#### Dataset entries
_ _ _ _ _ _ _

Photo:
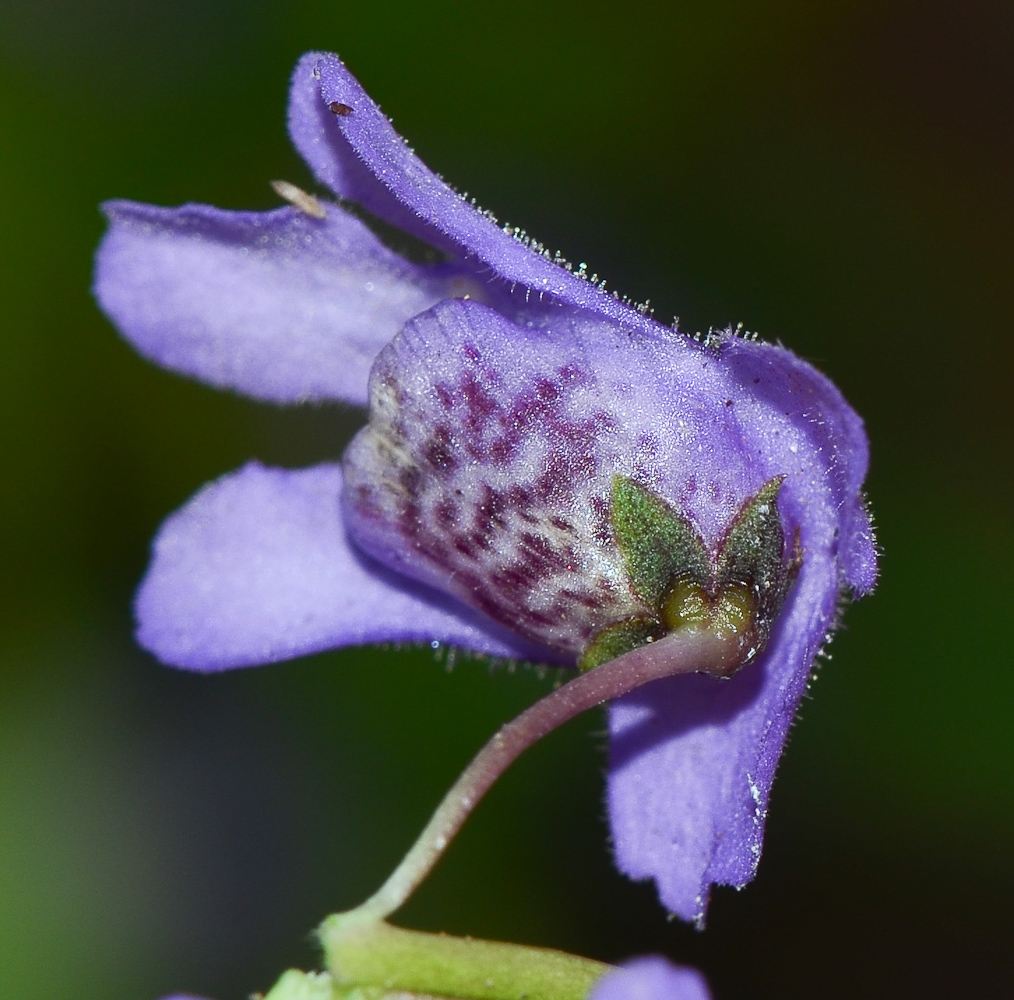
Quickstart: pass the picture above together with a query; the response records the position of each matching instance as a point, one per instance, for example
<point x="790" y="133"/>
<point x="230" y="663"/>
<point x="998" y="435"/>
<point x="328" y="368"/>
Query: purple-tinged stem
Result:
<point x="685" y="651"/>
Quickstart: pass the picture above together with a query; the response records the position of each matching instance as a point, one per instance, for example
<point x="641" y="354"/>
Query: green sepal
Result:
<point x="614" y="640"/>
<point x="752" y="550"/>
<point x="369" y="958"/>
<point x="656" y="543"/>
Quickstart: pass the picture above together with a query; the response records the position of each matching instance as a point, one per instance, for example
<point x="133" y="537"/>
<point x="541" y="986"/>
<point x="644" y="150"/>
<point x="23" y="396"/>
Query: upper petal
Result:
<point x="279" y="305"/>
<point x="651" y="978"/>
<point x="257" y="567"/>
<point x="358" y="154"/>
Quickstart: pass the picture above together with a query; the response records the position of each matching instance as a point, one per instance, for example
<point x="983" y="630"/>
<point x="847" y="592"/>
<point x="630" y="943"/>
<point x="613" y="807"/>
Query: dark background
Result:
<point x="836" y="174"/>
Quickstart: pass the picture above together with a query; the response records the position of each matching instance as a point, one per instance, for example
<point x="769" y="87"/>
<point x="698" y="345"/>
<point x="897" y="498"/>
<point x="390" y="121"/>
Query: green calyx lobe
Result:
<point x="736" y="593"/>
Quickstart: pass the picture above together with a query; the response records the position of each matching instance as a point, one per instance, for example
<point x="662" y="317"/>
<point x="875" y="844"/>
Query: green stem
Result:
<point x="685" y="651"/>
<point x="376" y="958"/>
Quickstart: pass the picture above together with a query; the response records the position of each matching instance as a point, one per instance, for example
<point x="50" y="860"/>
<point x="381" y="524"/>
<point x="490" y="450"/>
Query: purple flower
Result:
<point x="651" y="978"/>
<point x="548" y="473"/>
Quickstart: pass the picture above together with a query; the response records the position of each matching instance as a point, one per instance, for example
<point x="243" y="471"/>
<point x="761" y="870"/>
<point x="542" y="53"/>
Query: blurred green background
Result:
<point x="838" y="175"/>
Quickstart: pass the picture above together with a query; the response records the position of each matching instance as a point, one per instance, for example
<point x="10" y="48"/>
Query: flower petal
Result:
<point x="279" y="305"/>
<point x="355" y="151"/>
<point x="693" y="760"/>
<point x="651" y="978"/>
<point x="257" y="568"/>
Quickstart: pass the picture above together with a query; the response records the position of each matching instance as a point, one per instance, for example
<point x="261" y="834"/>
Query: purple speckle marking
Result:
<point x="488" y="473"/>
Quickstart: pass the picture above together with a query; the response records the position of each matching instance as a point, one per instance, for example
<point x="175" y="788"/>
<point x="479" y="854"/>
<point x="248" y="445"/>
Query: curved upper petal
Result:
<point x="651" y="978"/>
<point x="279" y="305"/>
<point x="358" y="154"/>
<point x="257" y="568"/>
<point x="487" y="470"/>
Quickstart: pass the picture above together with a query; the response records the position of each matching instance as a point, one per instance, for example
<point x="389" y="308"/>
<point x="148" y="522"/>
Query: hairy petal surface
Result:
<point x="651" y="978"/>
<point x="358" y="154"/>
<point x="487" y="470"/>
<point x="278" y="305"/>
<point x="692" y="762"/>
<point x="257" y="568"/>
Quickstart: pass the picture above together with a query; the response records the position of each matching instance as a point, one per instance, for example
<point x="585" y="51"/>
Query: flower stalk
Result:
<point x="689" y="650"/>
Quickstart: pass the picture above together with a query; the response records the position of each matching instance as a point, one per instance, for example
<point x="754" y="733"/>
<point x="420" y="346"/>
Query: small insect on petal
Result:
<point x="299" y="198"/>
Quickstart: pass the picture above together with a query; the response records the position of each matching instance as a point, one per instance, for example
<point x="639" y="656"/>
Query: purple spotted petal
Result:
<point x="279" y="305"/>
<point x="257" y="568"/>
<point x="359" y="155"/>
<point x="486" y="471"/>
<point x="651" y="978"/>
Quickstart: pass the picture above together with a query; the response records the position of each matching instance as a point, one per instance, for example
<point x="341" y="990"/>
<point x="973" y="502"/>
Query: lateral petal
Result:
<point x="257" y="568"/>
<point x="278" y="305"/>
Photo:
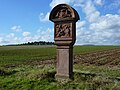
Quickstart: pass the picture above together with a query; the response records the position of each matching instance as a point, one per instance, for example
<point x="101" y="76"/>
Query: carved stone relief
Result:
<point x="63" y="30"/>
<point x="63" y="13"/>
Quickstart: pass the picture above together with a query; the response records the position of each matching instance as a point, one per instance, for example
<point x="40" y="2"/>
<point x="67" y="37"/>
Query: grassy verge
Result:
<point x="41" y="77"/>
<point x="33" y="76"/>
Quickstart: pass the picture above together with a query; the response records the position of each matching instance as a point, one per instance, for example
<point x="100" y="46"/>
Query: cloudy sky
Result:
<point x="28" y="20"/>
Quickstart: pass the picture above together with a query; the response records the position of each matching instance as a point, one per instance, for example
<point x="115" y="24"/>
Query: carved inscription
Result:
<point x="63" y="30"/>
<point x="63" y="13"/>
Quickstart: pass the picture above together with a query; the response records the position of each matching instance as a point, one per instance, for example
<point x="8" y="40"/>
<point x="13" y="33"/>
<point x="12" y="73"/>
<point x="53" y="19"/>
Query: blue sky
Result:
<point x="28" y="20"/>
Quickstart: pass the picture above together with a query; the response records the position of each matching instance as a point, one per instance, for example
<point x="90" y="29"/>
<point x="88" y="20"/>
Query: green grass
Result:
<point x="41" y="77"/>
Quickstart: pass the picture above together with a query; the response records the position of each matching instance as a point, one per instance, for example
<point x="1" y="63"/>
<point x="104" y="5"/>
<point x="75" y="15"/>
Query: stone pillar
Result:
<point x="64" y="18"/>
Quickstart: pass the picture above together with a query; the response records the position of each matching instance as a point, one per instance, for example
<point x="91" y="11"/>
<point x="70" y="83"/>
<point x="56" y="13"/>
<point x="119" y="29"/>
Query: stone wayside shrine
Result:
<point x="64" y="18"/>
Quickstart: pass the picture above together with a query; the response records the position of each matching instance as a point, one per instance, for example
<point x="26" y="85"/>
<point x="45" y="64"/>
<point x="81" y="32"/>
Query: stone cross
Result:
<point x="64" y="18"/>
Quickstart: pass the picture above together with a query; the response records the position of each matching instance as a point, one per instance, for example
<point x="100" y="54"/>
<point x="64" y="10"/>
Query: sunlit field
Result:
<point x="33" y="68"/>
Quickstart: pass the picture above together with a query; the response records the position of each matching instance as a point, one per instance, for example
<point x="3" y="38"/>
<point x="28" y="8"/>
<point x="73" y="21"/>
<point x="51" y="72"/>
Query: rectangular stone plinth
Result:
<point x="64" y="62"/>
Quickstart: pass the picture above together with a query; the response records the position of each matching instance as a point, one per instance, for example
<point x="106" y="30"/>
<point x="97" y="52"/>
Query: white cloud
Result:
<point x="43" y="17"/>
<point x="10" y="35"/>
<point x="26" y="34"/>
<point x="16" y="28"/>
<point x="56" y="2"/>
<point x="45" y="35"/>
<point x="99" y="2"/>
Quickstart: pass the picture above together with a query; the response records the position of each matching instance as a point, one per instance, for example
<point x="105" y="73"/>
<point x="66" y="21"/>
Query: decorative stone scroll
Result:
<point x="64" y="18"/>
<point x="63" y="30"/>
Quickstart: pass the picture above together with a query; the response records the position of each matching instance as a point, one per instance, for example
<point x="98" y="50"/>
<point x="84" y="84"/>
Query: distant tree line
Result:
<point x="38" y="43"/>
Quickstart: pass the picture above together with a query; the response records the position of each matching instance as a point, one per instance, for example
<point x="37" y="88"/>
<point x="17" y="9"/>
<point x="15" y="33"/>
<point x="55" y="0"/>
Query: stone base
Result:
<point x="63" y="79"/>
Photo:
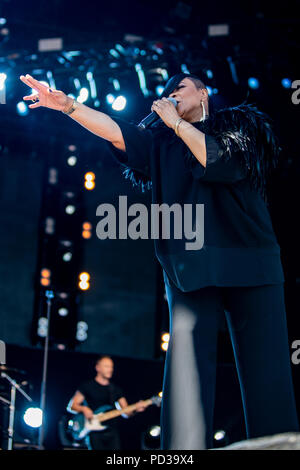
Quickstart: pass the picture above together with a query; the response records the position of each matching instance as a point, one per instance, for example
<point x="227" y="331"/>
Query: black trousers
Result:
<point x="256" y="319"/>
<point x="108" y="439"/>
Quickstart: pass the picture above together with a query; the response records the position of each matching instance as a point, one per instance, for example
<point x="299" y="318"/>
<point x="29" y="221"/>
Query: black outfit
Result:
<point x="237" y="271"/>
<point x="97" y="395"/>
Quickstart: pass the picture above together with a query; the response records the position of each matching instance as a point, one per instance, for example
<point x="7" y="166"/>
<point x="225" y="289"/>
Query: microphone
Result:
<point x="152" y="117"/>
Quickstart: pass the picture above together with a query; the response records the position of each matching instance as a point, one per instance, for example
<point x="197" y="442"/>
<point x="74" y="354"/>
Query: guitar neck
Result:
<point x="114" y="413"/>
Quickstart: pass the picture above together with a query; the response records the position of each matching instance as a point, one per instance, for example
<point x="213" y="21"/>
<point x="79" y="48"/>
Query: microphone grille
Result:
<point x="173" y="101"/>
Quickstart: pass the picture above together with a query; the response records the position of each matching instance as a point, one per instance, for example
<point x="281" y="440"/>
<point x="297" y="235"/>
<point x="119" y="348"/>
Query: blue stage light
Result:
<point x="286" y="82"/>
<point x="119" y="104"/>
<point x="253" y="83"/>
<point x="22" y="108"/>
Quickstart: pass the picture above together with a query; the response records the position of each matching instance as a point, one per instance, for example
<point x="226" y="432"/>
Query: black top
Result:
<point x="239" y="246"/>
<point x="97" y="395"/>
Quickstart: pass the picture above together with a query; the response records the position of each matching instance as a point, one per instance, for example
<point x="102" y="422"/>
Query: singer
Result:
<point x="189" y="154"/>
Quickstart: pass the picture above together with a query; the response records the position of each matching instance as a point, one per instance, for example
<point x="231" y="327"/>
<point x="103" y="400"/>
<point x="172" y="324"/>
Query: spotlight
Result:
<point x="84" y="281"/>
<point x="83" y="95"/>
<point x="159" y="89"/>
<point x="81" y="333"/>
<point x="3" y="77"/>
<point x="45" y="277"/>
<point x="33" y="417"/>
<point x="70" y="209"/>
<point x="67" y="256"/>
<point x="286" y="82"/>
<point x="120" y="103"/>
<point x="253" y="83"/>
<point x="63" y="312"/>
<point x="22" y="109"/>
<point x="72" y="160"/>
<point x="220" y="438"/>
<point x="42" y="327"/>
<point x="110" y="98"/>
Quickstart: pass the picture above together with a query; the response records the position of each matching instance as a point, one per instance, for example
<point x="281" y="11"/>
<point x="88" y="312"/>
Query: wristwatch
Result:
<point x="72" y="108"/>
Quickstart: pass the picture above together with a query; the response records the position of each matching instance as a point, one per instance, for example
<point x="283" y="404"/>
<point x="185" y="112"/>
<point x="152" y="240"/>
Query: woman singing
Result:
<point x="221" y="161"/>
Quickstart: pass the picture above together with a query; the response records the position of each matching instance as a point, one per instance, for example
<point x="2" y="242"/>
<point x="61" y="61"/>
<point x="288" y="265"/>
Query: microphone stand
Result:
<point x="49" y="294"/>
<point x="14" y="386"/>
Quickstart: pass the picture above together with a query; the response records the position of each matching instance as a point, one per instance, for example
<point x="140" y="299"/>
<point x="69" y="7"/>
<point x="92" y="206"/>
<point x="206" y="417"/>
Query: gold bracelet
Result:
<point x="72" y="107"/>
<point x="176" y="126"/>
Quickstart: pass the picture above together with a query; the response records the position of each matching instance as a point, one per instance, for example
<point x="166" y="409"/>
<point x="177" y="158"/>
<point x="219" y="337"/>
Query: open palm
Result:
<point x="53" y="99"/>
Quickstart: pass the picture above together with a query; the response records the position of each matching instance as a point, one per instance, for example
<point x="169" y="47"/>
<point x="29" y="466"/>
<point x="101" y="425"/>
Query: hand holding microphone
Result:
<point x="164" y="109"/>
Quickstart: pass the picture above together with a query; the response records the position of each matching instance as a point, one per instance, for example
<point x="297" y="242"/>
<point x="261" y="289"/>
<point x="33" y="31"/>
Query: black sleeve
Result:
<point x="138" y="145"/>
<point x="218" y="168"/>
<point x="117" y="393"/>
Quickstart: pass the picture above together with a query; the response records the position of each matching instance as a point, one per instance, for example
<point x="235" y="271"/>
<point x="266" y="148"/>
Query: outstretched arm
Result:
<point x="96" y="122"/>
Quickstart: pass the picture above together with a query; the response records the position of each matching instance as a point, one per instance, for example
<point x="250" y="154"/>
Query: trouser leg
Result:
<point x="257" y="324"/>
<point x="190" y="368"/>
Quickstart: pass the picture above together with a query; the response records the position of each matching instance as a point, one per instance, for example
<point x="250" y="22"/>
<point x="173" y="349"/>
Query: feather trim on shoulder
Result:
<point x="247" y="130"/>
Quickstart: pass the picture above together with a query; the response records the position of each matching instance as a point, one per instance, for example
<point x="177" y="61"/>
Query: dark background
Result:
<point x="124" y="308"/>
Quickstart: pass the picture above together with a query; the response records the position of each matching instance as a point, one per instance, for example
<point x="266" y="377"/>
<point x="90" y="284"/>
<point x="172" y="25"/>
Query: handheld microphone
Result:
<point x="152" y="117"/>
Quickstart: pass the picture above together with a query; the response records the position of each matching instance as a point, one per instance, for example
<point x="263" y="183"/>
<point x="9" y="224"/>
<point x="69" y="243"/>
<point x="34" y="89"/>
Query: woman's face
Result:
<point x="189" y="100"/>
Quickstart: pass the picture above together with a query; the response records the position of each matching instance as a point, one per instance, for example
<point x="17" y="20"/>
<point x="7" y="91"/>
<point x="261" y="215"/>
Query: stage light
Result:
<point x="33" y="417"/>
<point x="116" y="84"/>
<point x="70" y="209"/>
<point x="3" y="77"/>
<point x="86" y="230"/>
<point x="49" y="225"/>
<point x="286" y="82"/>
<point x="45" y="277"/>
<point x="52" y="179"/>
<point x="119" y="104"/>
<point x="89" y="180"/>
<point x="110" y="98"/>
<point x="22" y="108"/>
<point x="67" y="256"/>
<point x="165" y="337"/>
<point x="92" y="84"/>
<point x="184" y="68"/>
<point x="72" y="160"/>
<point x="83" y="95"/>
<point x="42" y="327"/>
<point x="253" y="83"/>
<point x="81" y="333"/>
<point x="84" y="281"/>
<point x="154" y="431"/>
<point x="159" y="90"/>
<point x="142" y="79"/>
<point x="114" y="53"/>
<point x="219" y="435"/>
<point x="51" y="80"/>
<point x="63" y="312"/>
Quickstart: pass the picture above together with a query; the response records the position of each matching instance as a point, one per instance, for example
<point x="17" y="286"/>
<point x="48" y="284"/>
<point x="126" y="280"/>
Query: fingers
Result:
<point x="33" y="83"/>
<point x="35" y="105"/>
<point x="29" y="97"/>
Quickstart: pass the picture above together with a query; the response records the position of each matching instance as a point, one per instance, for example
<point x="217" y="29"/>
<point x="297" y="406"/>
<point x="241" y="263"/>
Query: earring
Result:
<point x="203" y="112"/>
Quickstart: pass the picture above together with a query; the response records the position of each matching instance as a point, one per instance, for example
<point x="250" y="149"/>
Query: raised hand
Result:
<point x="53" y="99"/>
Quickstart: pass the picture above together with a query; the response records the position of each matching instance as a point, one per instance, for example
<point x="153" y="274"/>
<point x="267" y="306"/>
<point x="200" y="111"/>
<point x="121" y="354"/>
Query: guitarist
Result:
<point x="98" y="392"/>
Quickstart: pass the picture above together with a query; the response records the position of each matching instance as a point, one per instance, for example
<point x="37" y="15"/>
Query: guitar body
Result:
<point x="81" y="426"/>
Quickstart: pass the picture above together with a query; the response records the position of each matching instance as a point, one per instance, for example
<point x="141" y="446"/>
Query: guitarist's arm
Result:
<point x="75" y="405"/>
<point x="123" y="404"/>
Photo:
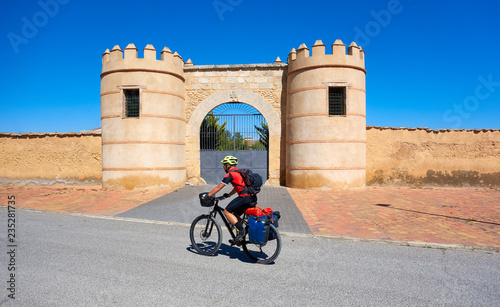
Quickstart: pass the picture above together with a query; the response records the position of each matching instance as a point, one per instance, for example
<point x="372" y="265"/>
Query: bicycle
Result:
<point x="206" y="235"/>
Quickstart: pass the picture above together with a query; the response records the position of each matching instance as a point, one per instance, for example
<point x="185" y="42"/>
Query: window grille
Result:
<point x="131" y="102"/>
<point x="336" y="101"/>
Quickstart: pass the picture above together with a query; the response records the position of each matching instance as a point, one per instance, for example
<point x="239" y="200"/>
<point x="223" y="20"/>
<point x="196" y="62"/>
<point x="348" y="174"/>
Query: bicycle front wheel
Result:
<point x="264" y="253"/>
<point x="206" y="235"/>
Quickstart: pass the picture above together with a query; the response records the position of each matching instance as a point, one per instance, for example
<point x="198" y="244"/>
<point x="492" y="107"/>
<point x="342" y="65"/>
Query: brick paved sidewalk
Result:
<point x="437" y="215"/>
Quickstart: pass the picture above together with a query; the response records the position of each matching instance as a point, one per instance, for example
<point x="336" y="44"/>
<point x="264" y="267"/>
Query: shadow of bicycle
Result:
<point x="232" y="252"/>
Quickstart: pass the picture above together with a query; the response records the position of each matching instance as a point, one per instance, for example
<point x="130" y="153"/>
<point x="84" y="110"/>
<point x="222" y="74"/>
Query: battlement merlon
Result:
<point x="301" y="58"/>
<point x="117" y="60"/>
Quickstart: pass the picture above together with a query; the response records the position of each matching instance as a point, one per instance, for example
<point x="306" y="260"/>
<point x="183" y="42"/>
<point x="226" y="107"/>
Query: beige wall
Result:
<point x="258" y="85"/>
<point x="424" y="157"/>
<point x="395" y="156"/>
<point x="50" y="158"/>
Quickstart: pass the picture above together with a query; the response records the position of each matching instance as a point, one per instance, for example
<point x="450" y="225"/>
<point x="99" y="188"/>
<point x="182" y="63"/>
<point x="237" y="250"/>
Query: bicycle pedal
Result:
<point x="233" y="243"/>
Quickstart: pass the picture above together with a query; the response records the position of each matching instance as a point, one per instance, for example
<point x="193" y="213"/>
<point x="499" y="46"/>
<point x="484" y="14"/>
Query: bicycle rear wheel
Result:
<point x="206" y="235"/>
<point x="263" y="253"/>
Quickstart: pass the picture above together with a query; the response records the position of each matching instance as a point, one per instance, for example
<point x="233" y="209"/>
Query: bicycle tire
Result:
<point x="263" y="254"/>
<point x="205" y="244"/>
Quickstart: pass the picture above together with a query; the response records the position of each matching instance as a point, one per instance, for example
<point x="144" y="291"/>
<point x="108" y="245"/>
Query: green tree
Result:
<point x="239" y="142"/>
<point x="263" y="132"/>
<point x="212" y="134"/>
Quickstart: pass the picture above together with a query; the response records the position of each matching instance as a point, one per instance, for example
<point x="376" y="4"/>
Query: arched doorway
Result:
<point x="204" y="107"/>
<point x="235" y="129"/>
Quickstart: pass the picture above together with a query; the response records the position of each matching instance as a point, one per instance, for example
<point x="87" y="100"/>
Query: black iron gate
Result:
<point x="245" y="136"/>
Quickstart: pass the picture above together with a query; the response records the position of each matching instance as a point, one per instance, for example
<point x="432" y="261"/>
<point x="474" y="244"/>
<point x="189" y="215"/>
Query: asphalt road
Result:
<point x="70" y="260"/>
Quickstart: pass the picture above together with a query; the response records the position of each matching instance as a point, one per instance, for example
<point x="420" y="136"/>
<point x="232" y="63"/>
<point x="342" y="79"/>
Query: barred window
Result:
<point x="336" y="101"/>
<point x="132" y="102"/>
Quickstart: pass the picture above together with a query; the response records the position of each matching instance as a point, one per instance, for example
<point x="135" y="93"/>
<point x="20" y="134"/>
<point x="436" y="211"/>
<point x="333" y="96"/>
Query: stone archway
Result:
<point x="214" y="100"/>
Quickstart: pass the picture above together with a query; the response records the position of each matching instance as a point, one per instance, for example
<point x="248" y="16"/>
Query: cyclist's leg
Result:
<point x="236" y="207"/>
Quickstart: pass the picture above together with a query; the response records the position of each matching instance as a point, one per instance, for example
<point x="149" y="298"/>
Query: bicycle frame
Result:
<point x="213" y="213"/>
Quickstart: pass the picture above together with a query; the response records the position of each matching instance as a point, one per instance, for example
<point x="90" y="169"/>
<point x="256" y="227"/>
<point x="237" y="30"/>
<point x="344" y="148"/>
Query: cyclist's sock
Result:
<point x="239" y="227"/>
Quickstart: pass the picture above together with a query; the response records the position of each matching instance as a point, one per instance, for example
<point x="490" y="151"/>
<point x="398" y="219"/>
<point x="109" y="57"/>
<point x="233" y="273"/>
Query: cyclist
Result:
<point x="244" y="200"/>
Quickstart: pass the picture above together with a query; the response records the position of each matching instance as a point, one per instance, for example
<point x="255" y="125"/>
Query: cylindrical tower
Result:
<point x="143" y="119"/>
<point x="326" y="117"/>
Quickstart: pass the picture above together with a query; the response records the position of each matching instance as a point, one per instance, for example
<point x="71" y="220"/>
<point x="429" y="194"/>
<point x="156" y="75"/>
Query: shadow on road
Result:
<point x="433" y="214"/>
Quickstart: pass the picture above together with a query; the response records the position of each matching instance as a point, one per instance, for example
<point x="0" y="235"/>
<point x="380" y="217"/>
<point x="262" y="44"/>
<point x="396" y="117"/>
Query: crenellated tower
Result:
<point x="326" y="117"/>
<point x="143" y="119"/>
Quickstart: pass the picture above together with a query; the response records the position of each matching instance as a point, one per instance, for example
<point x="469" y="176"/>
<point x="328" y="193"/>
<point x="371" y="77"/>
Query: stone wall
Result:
<point x="424" y="157"/>
<point x="50" y="158"/>
<point x="262" y="86"/>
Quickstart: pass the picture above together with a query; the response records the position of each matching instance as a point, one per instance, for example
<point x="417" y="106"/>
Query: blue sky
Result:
<point x="432" y="64"/>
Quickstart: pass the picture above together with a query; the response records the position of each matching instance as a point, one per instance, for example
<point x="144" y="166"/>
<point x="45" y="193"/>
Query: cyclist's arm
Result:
<point x="232" y="192"/>
<point x="216" y="189"/>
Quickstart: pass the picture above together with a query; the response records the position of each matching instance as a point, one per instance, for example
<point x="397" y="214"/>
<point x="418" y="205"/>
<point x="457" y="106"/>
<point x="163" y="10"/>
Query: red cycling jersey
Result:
<point x="236" y="180"/>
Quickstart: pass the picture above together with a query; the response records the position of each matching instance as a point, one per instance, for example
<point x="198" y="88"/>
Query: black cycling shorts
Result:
<point x="238" y="205"/>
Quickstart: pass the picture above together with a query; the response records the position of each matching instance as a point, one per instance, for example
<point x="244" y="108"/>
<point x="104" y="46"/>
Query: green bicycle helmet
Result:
<point x="230" y="160"/>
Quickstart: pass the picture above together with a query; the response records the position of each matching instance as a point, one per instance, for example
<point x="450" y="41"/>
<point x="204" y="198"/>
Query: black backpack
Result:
<point x="253" y="181"/>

_ _ _ _ _ _ _

#### PROBLEM REQUIREMENTS
The lines holding the word "road" are the answer. Pull them out of the records and copy them.

#### SOLUTION TO THE EXERCISE
Query: asphalt road
Query: shadow on road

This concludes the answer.